#### What you will do
Reproduce the data below verbatim, from its first line through the line containing "162 3 L 163", including both ends.

#### Data provided

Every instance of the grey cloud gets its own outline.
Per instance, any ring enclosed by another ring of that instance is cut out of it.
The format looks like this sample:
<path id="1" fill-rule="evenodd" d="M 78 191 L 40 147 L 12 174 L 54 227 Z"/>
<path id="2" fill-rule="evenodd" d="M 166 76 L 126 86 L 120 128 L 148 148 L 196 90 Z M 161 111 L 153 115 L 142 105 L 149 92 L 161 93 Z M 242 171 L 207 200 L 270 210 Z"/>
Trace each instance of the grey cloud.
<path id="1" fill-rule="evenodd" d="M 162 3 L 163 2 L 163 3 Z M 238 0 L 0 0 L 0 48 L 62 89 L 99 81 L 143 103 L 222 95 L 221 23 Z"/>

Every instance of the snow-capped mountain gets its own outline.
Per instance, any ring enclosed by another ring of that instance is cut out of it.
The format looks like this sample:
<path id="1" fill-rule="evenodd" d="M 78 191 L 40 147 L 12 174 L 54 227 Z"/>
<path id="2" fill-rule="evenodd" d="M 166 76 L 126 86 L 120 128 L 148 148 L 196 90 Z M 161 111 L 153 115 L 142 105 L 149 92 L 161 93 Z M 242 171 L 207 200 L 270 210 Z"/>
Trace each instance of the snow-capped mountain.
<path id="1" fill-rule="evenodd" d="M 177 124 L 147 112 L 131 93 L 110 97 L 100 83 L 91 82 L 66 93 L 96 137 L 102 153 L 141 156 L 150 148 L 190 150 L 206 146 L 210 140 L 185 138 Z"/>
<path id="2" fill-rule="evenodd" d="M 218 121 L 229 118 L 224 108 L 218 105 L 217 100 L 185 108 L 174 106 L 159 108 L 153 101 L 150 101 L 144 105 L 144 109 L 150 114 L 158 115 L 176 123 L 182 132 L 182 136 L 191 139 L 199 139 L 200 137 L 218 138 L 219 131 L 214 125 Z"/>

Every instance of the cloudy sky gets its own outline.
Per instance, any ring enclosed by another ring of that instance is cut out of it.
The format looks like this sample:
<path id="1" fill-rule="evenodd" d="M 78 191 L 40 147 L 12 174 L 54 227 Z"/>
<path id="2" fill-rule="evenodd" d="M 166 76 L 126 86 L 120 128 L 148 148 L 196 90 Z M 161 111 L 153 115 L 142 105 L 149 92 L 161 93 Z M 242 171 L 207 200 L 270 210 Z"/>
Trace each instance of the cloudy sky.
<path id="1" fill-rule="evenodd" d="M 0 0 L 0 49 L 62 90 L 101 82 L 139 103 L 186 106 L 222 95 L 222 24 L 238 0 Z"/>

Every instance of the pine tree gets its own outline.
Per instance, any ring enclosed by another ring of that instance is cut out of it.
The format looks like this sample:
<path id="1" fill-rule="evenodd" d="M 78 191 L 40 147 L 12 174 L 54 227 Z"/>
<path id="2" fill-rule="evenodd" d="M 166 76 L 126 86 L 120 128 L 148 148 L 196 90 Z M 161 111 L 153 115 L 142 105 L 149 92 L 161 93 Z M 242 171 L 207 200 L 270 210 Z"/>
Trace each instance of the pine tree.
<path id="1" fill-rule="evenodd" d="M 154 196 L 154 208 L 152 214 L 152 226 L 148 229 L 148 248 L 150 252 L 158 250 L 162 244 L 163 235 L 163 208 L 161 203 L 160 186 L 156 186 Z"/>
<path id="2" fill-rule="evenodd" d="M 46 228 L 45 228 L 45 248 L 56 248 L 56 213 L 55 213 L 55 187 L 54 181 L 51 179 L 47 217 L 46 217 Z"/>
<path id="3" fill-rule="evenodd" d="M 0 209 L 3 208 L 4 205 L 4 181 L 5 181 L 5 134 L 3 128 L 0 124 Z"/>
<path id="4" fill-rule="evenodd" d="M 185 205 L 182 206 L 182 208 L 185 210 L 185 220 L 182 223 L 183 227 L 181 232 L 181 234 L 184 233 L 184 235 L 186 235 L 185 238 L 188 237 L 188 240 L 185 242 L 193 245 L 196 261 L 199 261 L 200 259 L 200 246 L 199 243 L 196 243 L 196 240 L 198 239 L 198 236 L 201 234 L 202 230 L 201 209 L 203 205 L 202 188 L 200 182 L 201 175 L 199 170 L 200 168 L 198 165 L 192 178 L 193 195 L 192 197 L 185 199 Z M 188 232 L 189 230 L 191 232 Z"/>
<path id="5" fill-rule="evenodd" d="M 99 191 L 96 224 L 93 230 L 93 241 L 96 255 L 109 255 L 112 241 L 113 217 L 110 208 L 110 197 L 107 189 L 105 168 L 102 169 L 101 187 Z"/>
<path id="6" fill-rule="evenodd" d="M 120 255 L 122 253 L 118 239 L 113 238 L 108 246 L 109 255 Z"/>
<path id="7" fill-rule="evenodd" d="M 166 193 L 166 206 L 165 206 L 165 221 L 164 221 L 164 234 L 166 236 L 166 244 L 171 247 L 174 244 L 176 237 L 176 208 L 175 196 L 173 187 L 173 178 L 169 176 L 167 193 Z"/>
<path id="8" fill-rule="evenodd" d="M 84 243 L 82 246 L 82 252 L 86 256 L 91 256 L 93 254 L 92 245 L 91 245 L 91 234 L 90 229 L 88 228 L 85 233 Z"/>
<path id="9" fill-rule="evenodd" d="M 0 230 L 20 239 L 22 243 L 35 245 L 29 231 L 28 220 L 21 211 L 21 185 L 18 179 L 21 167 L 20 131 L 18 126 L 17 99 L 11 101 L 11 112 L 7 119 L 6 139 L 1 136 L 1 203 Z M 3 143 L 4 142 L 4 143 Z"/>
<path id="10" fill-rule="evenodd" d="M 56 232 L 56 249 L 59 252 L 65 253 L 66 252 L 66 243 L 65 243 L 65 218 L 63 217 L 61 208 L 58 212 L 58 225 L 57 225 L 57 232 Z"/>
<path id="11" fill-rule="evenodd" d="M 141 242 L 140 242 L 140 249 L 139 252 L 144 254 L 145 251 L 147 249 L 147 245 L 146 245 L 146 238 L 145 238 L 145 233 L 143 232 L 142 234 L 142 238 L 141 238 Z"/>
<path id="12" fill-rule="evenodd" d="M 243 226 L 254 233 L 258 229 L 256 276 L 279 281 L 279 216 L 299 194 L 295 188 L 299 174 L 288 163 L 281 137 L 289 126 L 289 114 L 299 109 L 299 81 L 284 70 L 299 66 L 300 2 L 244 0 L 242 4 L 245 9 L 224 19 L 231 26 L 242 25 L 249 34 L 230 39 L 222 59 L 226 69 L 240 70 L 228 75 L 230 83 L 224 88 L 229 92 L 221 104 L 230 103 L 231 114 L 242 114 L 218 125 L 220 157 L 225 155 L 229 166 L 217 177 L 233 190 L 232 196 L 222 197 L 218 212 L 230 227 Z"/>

#### Response to the exercise
Every instance of the grey cloud gets its own outline.
Per instance, any ring enclosed by another ring of that instance is cut out of it.
The format looks like this sample:
<path id="1" fill-rule="evenodd" d="M 78 191 L 40 147 L 12 174 L 54 227 Z"/>
<path id="2" fill-rule="evenodd" d="M 166 76 L 126 86 L 120 128 L 148 148 L 196 90 Z M 161 111 L 153 115 L 142 105 L 149 92 L 161 93 Z M 242 171 L 207 200 L 270 210 Z"/>
Trace each instance of the grey cloud.
<path id="1" fill-rule="evenodd" d="M 162 3 L 163 2 L 163 3 Z M 238 0 L 0 0 L 0 48 L 62 89 L 99 81 L 143 103 L 222 95 L 221 23 Z"/>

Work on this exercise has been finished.